Objectif de l'exercice: Recopiez, s'il vous plaît, le passage du texte de lecture qui commence aux mots « Intervention de Francis » et s'arrête après « doit être préservé. ».

Texte de lecture:
——

Intervention de Francis Vercamer

Séance en hémicycle du lundi 10 juillet 2017 à 16h00
Renforcement du dialogue social — Discussion générale

Photo issue du site de l'Assemblée nationale ou de WikipediaFrancis Vercamer :

La branche professionnelle a un rôle régulateur qu'il ne faut pas remettre en cause, particulièrement important pour les TPE, PME et leurs salariés. Il doit être préservé.

Par ailleurs, nous partageons plusieurs objectifs affichés par ce projet de loi. Ainsi, rendre le dialogue social plus accessible, c'est d'abord simplifier l'organisation des instances au sein desquelles il doit avoir lieu. De ce point de vue, l'instauration d'une instance fusionnée de représentation du personnel va dans le bon sens. Nous serons cependant attentifs à la manière dont les prérogatives des instances fusionnées seront effectivement exercées dans l'entreprise, en particulier celles relatives aux conditions de travail et à la sécurité des salariés.

En matière de sécurisation de la relation de travail, notre groupe accueille avec intérêt les mesures qui visent à sécuriser la procédure de licenciement, tant pour l'employeur que pour le salarié. Dans le même esprit, nous pensons nécessaire qu'une erreur de forme ne puisse pas être sanctionnée de la même manière qu'une erreur de fond. Nous approuvons également la volonté affichée par le Gouvernement de favoriser le recours à la conciliation devant le conseil des prud'hommes. De même, sécuriser la réparation financière des irrégularités de licenciement nous paraît un objectif répondant à la nécessité de lever les incertitudes juridiques qui peuvent constituer un obstacle à l'embauche.

——

Données extraites:
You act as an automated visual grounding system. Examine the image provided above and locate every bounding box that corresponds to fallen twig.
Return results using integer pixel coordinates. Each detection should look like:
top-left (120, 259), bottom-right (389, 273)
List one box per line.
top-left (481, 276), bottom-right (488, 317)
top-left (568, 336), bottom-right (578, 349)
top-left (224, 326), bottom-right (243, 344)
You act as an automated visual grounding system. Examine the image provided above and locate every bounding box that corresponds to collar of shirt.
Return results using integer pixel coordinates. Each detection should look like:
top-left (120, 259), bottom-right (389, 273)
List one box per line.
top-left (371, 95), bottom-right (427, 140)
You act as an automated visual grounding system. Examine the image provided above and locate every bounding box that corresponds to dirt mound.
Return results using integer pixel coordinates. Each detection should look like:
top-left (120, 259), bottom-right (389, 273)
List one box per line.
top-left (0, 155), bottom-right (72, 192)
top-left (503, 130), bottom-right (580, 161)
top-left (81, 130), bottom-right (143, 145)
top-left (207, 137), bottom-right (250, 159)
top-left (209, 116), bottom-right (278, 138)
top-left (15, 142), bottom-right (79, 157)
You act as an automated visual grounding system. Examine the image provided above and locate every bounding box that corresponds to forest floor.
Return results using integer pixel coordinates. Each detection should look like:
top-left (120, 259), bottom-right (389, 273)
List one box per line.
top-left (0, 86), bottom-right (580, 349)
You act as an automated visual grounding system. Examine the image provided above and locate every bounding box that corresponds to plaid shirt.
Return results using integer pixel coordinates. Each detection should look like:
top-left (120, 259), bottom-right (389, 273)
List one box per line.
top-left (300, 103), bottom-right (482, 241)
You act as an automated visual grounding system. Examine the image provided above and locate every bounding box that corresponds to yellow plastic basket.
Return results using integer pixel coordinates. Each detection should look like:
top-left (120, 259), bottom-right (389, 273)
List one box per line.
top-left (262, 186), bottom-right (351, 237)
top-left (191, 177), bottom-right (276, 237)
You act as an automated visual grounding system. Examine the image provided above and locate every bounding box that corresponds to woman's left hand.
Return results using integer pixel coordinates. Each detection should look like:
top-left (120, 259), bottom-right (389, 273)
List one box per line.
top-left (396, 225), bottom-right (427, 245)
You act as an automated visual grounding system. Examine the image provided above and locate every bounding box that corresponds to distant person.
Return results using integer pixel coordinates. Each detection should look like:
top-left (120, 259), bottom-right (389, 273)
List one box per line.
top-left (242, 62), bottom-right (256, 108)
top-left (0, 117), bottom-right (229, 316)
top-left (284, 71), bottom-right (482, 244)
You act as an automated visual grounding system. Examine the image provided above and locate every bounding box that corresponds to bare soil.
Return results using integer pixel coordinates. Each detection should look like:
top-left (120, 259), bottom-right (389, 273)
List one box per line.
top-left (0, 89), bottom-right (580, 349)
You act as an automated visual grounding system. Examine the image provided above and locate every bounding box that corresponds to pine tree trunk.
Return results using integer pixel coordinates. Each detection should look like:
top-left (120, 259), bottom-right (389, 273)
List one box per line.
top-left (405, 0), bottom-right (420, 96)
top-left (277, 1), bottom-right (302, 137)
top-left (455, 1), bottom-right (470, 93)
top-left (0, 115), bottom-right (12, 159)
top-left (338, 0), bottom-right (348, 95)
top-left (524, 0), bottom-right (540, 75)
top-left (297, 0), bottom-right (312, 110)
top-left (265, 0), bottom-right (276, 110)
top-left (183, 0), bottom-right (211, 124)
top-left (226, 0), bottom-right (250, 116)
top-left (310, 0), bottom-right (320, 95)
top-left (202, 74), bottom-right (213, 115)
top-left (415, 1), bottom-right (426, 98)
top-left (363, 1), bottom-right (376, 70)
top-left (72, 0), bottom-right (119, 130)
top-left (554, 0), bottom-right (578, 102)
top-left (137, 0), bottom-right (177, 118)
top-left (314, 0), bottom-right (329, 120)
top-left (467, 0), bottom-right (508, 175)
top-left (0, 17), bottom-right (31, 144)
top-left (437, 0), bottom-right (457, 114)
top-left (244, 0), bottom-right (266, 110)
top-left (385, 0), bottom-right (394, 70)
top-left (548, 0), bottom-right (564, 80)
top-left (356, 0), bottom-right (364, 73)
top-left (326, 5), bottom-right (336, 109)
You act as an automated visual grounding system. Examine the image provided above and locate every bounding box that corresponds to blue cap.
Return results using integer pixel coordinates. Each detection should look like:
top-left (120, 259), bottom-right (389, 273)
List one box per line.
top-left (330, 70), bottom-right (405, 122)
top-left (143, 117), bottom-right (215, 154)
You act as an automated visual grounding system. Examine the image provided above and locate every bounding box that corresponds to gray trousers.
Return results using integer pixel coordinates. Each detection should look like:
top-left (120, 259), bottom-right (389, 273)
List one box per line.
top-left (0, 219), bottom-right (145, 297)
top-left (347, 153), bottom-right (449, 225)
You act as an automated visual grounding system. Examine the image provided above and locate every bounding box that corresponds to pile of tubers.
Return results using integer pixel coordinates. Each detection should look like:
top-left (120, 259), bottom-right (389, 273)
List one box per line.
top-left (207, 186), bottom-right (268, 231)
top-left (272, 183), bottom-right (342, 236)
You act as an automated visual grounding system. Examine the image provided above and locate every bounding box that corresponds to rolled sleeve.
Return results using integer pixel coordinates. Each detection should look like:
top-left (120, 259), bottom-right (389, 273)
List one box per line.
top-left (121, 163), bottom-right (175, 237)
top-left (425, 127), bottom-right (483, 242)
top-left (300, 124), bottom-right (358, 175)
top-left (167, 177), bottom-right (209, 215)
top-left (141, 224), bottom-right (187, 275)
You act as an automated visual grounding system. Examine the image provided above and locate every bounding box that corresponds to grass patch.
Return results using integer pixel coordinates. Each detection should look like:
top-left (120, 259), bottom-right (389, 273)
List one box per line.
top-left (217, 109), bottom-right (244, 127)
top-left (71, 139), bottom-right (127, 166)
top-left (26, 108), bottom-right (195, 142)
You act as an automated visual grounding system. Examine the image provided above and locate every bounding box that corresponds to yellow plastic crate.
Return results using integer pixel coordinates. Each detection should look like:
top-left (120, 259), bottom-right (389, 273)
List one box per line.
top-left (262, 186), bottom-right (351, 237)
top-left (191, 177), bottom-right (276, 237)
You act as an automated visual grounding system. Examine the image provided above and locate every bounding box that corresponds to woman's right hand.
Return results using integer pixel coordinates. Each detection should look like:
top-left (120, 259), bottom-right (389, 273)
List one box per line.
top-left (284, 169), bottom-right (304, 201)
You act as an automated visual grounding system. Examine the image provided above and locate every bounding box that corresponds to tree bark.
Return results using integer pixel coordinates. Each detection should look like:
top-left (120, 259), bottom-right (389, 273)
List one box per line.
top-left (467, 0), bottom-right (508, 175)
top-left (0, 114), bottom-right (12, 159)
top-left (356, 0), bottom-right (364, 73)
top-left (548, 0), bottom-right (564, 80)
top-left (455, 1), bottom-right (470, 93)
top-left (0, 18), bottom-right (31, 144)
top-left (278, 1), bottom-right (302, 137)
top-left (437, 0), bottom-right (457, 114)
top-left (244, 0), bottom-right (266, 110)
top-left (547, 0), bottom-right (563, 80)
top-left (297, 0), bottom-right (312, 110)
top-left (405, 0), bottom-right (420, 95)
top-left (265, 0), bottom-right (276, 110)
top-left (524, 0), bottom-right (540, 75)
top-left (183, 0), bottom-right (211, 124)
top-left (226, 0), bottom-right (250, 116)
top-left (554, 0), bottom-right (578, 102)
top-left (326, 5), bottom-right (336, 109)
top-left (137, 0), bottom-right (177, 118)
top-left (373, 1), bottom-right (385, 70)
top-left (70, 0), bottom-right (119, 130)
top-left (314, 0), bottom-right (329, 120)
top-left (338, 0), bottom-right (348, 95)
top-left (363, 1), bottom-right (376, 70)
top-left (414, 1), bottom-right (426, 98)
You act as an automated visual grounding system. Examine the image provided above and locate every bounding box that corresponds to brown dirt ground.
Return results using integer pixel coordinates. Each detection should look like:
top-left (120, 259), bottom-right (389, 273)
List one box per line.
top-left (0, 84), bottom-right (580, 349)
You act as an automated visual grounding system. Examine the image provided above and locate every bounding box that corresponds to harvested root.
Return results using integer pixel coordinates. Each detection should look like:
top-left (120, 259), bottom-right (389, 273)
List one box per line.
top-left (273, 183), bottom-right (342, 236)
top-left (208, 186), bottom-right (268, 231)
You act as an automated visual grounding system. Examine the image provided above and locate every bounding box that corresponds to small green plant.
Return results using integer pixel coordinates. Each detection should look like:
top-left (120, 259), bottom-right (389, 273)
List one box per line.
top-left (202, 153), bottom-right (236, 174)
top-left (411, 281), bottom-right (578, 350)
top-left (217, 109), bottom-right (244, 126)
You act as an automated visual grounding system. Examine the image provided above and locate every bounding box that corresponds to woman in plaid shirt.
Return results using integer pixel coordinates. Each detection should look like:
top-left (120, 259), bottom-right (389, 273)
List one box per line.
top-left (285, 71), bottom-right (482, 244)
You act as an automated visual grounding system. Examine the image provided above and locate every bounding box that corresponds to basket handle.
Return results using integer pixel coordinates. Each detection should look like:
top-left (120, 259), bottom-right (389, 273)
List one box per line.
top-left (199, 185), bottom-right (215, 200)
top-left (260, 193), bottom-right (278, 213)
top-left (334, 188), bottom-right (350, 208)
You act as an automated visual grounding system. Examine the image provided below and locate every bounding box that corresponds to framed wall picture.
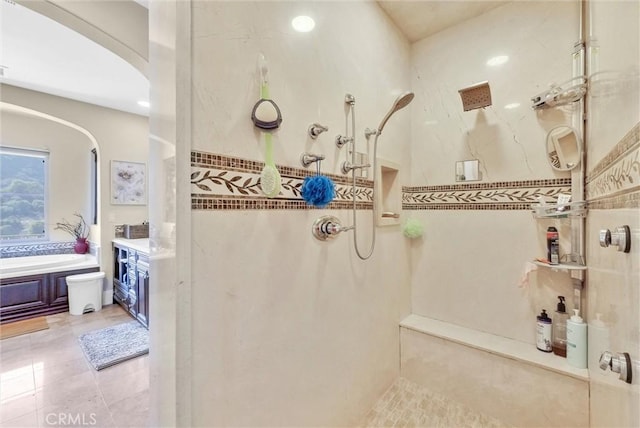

——

Réponse attendue:
Intervention de Francis Vercamer

Séance en hémicycle du lundi 10 juillet 2017 à 16h00
Renforcement du dialogue social — Discussion générale

Photo issue du site de l'Assemblée nationale ou de WikipediaFrancis Vercamer :

La branche professionnelle a un rôle régulateur qu'il ne faut pas remettre en cause, particulièrement important pour les TPE, PME et leurs salariés. Il doit être préservé.